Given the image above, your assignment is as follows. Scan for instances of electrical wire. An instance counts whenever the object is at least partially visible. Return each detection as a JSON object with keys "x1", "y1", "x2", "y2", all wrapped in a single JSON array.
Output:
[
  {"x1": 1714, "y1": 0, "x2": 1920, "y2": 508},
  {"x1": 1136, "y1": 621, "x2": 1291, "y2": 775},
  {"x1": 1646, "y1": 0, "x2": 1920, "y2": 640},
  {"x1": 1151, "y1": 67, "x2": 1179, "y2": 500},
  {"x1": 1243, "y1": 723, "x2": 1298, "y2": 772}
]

▶ WORK TASK: Transcribe the whole listing with every word preserved.

▶ EXERCISE OUTPUT:
Given the image above, your assignment is as follows. Scan for instances of electrical wire. An instance counts whenever the object is at least partially visible. Return each detection as a JSON object with keys "x1", "y1", "x2", "y2", all wrapped in a single JSON array.
Output:
[
  {"x1": 1714, "y1": 0, "x2": 1920, "y2": 508},
  {"x1": 1136, "y1": 621, "x2": 1291, "y2": 775},
  {"x1": 1646, "y1": 0, "x2": 1920, "y2": 640},
  {"x1": 1151, "y1": 67, "x2": 1179, "y2": 500},
  {"x1": 1243, "y1": 723, "x2": 1298, "y2": 772}
]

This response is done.